### GOAL
Reproduce the data verbatim, beginning with the line that contains "the wooden shelf" and ending with the last line of the data, including both.

#### ROWS

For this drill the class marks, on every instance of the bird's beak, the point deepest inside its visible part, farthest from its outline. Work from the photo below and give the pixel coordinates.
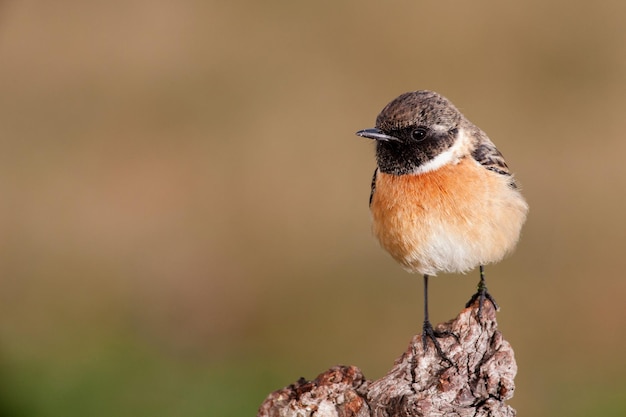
(376, 134)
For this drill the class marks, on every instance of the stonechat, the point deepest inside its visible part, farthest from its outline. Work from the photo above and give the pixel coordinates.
(442, 198)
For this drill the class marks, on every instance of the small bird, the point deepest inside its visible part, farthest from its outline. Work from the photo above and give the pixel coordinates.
(442, 197)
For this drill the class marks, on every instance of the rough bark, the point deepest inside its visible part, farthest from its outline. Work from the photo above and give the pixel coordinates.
(420, 383)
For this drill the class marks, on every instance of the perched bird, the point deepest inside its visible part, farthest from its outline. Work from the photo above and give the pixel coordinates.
(443, 198)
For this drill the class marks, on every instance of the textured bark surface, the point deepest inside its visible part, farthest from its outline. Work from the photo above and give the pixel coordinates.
(420, 383)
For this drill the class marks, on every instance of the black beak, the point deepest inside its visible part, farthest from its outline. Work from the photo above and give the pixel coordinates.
(376, 134)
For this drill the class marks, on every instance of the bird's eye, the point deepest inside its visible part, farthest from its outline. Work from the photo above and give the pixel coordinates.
(419, 133)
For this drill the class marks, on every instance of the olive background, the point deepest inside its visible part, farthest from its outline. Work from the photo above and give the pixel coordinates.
(183, 202)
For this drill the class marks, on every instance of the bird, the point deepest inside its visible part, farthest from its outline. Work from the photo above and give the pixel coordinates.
(443, 199)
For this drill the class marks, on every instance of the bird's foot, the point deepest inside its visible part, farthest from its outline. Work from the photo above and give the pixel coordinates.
(481, 295)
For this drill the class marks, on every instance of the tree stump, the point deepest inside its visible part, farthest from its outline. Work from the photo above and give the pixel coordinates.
(420, 383)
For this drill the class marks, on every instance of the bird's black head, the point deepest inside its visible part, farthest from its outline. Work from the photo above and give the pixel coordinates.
(412, 130)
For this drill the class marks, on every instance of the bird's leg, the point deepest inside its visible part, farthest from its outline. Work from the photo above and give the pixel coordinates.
(482, 294)
(429, 333)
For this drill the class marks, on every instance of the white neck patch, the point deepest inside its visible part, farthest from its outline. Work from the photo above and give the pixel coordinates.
(451, 155)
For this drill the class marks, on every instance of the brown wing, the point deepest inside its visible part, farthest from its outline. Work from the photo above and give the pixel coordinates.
(373, 186)
(490, 157)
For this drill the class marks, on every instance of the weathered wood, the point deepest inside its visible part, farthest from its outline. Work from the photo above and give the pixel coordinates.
(420, 383)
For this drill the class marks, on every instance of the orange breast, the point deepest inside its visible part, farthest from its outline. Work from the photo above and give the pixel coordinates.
(448, 220)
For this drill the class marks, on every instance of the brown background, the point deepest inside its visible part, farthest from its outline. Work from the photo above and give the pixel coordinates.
(183, 202)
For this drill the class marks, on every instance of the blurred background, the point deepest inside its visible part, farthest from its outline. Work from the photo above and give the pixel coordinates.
(184, 222)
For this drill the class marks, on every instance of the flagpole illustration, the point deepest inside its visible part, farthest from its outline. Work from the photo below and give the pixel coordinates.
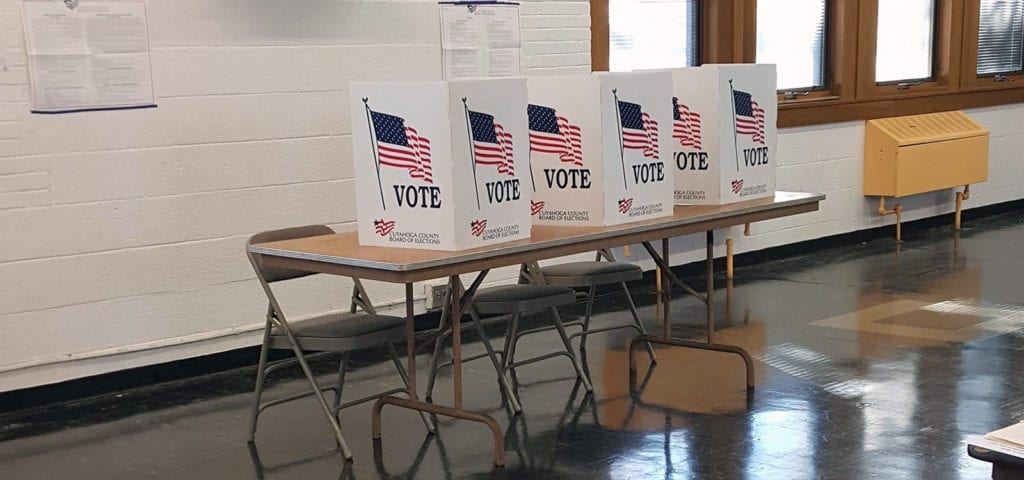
(472, 150)
(619, 123)
(373, 143)
(735, 141)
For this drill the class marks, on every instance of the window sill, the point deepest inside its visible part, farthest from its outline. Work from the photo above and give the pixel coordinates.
(795, 114)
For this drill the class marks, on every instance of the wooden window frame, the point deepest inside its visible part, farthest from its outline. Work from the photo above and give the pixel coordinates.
(946, 49)
(841, 47)
(969, 67)
(727, 31)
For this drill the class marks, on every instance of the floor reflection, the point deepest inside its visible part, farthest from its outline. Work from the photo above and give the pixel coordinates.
(871, 361)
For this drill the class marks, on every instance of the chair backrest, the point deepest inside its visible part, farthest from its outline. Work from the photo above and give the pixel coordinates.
(271, 274)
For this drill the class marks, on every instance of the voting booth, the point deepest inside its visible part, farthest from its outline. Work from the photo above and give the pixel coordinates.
(723, 133)
(599, 147)
(441, 165)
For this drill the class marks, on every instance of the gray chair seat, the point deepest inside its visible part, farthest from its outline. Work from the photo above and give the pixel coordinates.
(521, 298)
(591, 273)
(344, 331)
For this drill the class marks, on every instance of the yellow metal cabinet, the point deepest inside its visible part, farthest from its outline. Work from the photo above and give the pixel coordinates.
(904, 156)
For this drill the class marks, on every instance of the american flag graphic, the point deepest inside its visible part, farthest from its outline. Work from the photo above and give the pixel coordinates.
(477, 227)
(492, 145)
(639, 131)
(685, 125)
(399, 145)
(625, 205)
(383, 227)
(750, 117)
(552, 133)
(536, 207)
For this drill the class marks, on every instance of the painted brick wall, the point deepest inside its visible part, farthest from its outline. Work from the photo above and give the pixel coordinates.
(122, 232)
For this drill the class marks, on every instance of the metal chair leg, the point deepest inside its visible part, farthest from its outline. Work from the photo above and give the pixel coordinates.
(512, 339)
(260, 381)
(586, 319)
(404, 381)
(332, 420)
(636, 319)
(435, 358)
(568, 350)
(499, 366)
(342, 368)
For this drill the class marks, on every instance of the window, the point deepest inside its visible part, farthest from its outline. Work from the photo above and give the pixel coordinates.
(792, 35)
(651, 34)
(905, 40)
(1000, 37)
(837, 59)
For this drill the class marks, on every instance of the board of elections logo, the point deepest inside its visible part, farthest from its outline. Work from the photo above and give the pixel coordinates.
(383, 227)
(625, 205)
(477, 227)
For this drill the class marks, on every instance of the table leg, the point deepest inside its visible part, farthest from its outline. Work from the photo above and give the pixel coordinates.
(458, 301)
(666, 291)
(710, 286)
(708, 298)
(411, 343)
(456, 286)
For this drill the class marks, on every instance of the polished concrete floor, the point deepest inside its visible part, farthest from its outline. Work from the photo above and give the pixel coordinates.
(871, 361)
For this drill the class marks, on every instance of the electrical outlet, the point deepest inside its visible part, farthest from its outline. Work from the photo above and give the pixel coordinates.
(435, 295)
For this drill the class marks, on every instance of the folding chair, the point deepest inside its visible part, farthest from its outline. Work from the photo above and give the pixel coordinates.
(603, 270)
(328, 334)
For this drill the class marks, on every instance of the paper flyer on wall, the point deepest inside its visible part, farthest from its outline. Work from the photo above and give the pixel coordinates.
(480, 39)
(86, 54)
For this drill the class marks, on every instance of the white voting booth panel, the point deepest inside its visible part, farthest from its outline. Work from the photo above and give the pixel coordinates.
(441, 165)
(723, 133)
(599, 147)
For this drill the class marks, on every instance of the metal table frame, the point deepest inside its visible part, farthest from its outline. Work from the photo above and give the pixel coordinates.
(342, 255)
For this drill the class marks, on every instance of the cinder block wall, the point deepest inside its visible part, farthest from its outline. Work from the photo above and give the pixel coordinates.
(122, 232)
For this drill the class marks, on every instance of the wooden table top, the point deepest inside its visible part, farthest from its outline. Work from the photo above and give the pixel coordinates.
(341, 254)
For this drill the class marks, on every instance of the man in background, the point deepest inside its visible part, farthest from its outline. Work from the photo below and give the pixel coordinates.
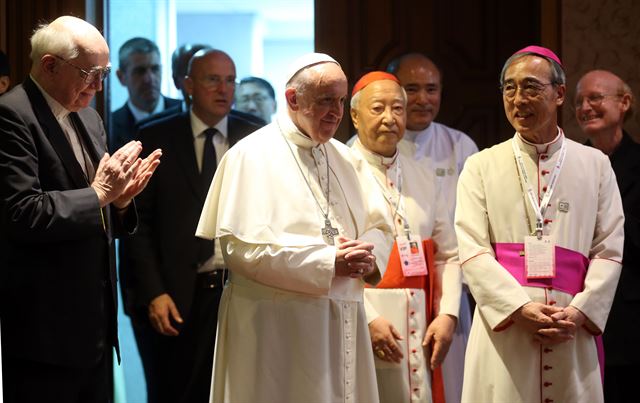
(443, 151)
(256, 96)
(140, 71)
(178, 278)
(603, 103)
(5, 80)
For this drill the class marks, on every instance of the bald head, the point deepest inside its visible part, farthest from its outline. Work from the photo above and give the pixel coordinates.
(422, 81)
(211, 83)
(602, 102)
(70, 60)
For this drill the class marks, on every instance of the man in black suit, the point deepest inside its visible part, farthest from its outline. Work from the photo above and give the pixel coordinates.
(603, 102)
(62, 201)
(141, 72)
(177, 277)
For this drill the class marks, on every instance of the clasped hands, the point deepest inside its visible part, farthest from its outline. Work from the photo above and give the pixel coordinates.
(354, 258)
(122, 176)
(437, 339)
(549, 324)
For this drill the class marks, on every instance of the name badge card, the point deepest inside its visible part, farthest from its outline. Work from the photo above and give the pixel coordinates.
(539, 255)
(412, 256)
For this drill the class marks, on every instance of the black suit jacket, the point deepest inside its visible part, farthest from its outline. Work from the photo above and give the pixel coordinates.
(164, 252)
(622, 340)
(123, 125)
(58, 285)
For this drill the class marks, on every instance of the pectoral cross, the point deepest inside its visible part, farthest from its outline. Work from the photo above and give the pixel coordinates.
(329, 232)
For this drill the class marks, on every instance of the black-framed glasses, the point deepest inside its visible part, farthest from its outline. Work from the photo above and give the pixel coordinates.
(214, 81)
(93, 75)
(529, 89)
(594, 100)
(257, 98)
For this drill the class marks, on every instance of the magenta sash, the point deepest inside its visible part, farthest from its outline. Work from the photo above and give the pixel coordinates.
(571, 270)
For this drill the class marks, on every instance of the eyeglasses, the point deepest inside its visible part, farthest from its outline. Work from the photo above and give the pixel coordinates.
(214, 81)
(95, 74)
(257, 98)
(594, 100)
(529, 89)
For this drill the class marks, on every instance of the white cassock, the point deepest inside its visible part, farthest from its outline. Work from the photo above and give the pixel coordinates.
(426, 212)
(503, 363)
(443, 151)
(289, 330)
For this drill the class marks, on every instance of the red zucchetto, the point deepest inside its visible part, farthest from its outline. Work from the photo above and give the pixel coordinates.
(371, 77)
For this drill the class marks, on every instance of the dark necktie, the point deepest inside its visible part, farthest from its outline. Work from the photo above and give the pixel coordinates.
(208, 159)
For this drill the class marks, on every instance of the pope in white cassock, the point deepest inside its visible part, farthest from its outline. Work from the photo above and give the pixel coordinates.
(297, 217)
(412, 312)
(540, 232)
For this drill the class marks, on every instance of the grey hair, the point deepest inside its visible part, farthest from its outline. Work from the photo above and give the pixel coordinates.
(137, 45)
(355, 100)
(51, 39)
(557, 73)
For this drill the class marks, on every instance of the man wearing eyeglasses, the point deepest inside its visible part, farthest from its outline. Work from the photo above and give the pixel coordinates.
(177, 278)
(63, 200)
(141, 72)
(603, 103)
(256, 96)
(540, 232)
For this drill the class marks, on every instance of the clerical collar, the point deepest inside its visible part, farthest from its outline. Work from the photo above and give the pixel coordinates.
(139, 114)
(293, 134)
(198, 126)
(378, 161)
(544, 148)
(59, 111)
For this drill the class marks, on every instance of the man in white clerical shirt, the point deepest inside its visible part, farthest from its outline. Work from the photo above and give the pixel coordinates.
(292, 325)
(540, 231)
(412, 312)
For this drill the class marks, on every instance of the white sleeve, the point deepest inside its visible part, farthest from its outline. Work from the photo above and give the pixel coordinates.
(306, 269)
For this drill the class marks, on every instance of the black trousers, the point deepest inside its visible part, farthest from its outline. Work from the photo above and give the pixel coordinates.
(178, 369)
(27, 381)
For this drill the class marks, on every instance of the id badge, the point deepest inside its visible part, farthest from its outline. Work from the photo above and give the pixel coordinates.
(540, 257)
(412, 256)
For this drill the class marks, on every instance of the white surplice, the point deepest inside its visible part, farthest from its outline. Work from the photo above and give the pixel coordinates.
(289, 330)
(424, 208)
(503, 363)
(443, 151)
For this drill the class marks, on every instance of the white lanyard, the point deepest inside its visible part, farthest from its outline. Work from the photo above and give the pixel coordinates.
(398, 206)
(541, 208)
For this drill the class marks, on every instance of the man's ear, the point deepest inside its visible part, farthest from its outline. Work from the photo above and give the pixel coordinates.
(292, 99)
(121, 77)
(49, 64)
(354, 118)
(625, 102)
(561, 91)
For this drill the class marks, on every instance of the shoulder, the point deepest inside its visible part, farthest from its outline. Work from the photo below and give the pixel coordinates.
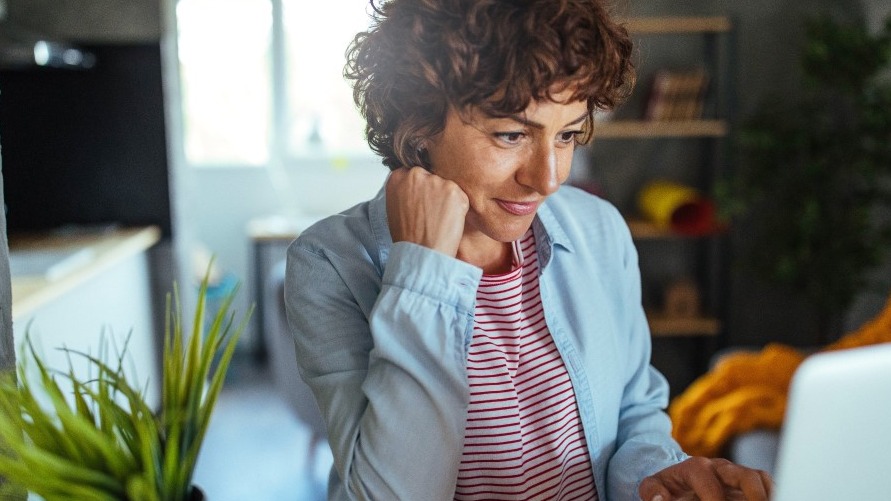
(585, 216)
(348, 234)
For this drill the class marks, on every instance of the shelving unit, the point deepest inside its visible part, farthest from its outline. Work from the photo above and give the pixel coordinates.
(711, 131)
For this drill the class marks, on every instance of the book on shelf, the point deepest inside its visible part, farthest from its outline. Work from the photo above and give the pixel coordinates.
(677, 95)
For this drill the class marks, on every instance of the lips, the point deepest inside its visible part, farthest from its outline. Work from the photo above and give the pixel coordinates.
(518, 208)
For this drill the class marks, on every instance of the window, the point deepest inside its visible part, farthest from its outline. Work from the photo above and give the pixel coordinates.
(262, 80)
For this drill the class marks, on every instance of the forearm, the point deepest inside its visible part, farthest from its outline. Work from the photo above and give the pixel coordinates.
(392, 385)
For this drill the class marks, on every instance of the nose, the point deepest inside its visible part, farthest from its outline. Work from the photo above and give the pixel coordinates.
(541, 170)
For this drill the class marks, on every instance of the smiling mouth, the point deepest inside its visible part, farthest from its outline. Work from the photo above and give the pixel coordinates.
(518, 208)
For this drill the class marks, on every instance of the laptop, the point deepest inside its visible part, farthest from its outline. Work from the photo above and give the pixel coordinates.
(836, 439)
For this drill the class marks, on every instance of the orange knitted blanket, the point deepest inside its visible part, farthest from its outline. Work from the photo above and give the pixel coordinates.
(747, 390)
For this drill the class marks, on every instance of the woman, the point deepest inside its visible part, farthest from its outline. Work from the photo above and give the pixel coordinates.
(475, 331)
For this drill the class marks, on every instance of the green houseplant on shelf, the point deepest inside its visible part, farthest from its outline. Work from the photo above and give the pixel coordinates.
(103, 442)
(814, 184)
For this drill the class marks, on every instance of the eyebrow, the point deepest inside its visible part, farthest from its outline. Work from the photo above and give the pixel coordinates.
(525, 121)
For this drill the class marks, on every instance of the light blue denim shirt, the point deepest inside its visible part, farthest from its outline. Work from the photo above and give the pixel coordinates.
(382, 332)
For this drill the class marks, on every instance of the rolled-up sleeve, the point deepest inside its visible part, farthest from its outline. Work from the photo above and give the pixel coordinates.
(386, 362)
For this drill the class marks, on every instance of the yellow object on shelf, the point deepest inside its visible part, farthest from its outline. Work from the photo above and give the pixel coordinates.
(749, 390)
(678, 207)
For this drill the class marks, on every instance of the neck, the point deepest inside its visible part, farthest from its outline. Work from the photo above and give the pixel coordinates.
(493, 257)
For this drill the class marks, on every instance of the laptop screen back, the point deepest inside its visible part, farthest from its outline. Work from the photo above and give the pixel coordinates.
(836, 438)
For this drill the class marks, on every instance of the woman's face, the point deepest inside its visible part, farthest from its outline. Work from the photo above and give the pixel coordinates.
(507, 166)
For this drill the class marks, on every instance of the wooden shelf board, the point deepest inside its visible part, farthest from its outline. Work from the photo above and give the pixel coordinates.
(678, 25)
(661, 326)
(641, 229)
(619, 129)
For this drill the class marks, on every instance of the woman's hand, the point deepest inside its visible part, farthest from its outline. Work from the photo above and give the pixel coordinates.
(707, 480)
(426, 209)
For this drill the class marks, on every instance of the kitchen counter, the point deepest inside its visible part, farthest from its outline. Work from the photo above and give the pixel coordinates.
(45, 266)
(87, 289)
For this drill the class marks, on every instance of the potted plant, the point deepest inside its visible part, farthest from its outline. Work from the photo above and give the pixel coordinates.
(104, 442)
(813, 186)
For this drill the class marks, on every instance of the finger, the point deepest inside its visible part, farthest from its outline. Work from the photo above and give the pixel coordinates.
(652, 489)
(747, 480)
(706, 484)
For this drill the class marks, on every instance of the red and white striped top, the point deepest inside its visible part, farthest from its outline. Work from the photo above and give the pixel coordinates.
(524, 439)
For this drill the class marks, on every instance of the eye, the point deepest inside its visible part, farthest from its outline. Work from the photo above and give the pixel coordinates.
(568, 136)
(510, 137)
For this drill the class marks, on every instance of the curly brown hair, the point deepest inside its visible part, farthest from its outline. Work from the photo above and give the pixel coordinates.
(421, 57)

########

### RESULT OF THIS EXERCISE
For this drill the class marks, on every instance of the wooden shelf board, the point deepest inside its visible part, farthest from its outline. Work from the photo above and give the pixel coordinates.
(678, 25)
(661, 326)
(641, 229)
(619, 129)
For this drill the class marks, on every instance of the woman's hand, the point deepest inside its visible part, farthest from its outline. Work from the photo above and give the pixel coordinates.
(707, 480)
(426, 209)
For this drill the class marks, on every instance of the kitchen counter, the point deepest inside its visible part, farthest from its outline. Work from the photo above and give the pixel coordinates.
(45, 266)
(87, 289)
For this drill the class marks, on every instance of the potted plant, the point deepest inside its visible part, farthest from its outline. Work from the photo above and give the pixel coordinates.
(104, 442)
(813, 186)
For this drill the class marks, on every instance of the finger, the point deepest inside its visible part, farthest from its outline. Work from the photo above and give the pixel coordinates.
(652, 489)
(747, 480)
(706, 484)
For this drill the class marks, on every instance of the red and white striped top, the point deepest inside its visible part, farthest from its outline. Work from the photo above and give the pixel coordinates.
(524, 439)
For this drill the class marks, on every instance of the eye, the point deepest inside its visible part, farthest from its outline. Work from the photo above and give the pixel coordinates.
(568, 136)
(510, 137)
For this drill the class marks, on every instance of the curly brown hair, the point deepest inside its visible part, farthest from its outline. Work from the photo above and give the pixel coordinates.
(421, 57)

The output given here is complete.